Selected text –
Walter Bell  is an American businessman and former government official who served as Alabama Commissioner of Insurance from 2003 to 2008.

Early life and education 
Bell was born in Vredenburgh, Alabama, and moved to Mobile, Alabama as a child. Bell graduated from Spring Hill College in 1983.

Career 
From 1979 to 1983, Bell worked as a branch manager at the First National Bank of Mobile. From 1983 to 2003, he served as vice president of the Mutual Life Insurance Company of New York.

Bell was nominated to serve as Alabama Commissioner of Insurance by governor Bob Riley in 2003. After resigning as Insurance Commissioner, Bell served as Chairman of Swiss Re America Holding Corporation from 2008 to 2012. Bell serves on the board of directors of the Bermuda Monetary Authority, and is a commissioner of the Mobile Area Water and Sewer System. Bell is the first international board member of the Bermuda Monetary Authority. He is also a board member of the Mobile Regional Airport.

Problems and tasks –
A. Translate this sentence from the Walter Bell biography into Spanish: "Bell graduated from Spring Hill College in 1983."
B. According to the Walter Bell biography, which governor nominated Bell to serve as Alabama Commissioner of Insurance?
C. Go on with the Walter Bell biography from the point where it stops.

Listed records –
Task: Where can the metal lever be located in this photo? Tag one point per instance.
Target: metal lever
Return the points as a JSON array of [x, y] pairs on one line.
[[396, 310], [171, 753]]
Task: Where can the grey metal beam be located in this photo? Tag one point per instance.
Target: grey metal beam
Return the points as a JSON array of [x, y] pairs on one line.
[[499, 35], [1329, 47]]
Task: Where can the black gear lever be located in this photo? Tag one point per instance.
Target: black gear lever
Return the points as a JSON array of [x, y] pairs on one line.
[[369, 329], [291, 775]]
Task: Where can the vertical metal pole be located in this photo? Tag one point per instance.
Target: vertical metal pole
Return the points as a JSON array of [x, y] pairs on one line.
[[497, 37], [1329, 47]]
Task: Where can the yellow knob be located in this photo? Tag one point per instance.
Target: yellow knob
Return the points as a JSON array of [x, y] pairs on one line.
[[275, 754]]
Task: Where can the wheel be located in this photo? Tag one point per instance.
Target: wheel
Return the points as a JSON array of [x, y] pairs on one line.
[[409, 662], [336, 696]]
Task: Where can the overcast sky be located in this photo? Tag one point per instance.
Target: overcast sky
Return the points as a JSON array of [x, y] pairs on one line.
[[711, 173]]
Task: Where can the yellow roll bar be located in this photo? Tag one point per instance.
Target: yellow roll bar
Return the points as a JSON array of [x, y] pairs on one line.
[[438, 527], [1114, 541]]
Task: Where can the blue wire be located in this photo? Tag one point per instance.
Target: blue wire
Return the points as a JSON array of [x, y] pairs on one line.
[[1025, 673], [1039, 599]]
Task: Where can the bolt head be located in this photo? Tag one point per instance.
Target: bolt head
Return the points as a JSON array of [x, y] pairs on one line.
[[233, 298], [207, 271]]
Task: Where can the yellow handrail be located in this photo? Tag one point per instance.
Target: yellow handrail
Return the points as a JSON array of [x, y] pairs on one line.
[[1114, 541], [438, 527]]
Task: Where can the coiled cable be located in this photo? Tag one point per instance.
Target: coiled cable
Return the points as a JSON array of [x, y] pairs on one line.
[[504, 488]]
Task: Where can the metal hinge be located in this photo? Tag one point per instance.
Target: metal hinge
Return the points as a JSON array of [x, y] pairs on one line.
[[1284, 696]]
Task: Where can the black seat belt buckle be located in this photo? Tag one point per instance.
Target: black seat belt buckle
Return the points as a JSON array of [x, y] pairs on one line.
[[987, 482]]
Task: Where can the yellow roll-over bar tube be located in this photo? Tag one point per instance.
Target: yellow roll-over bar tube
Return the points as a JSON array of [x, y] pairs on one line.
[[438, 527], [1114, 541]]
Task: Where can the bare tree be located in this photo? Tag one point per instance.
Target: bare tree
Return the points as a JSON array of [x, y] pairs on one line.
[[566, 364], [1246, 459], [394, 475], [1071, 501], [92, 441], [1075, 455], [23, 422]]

Answers given –
A. Bell se graduó de Spring Hill College en 1983.

B. Governor Bob Riley nominated him, in 2003.

C.
Personal life 
Bell was married to Loresa C. Bell until her death on August 18, 2018. Bell has two children, including comedian and television host W. Kamau Bell.

References

External links
Walter Bell, Swiss Re at Climate Week NYC 2012

African-American business executives
Living people
Businesspeople from Alabama
20th-century American businesspeople
21st-century American businesspeople
Year of birth missing (living people)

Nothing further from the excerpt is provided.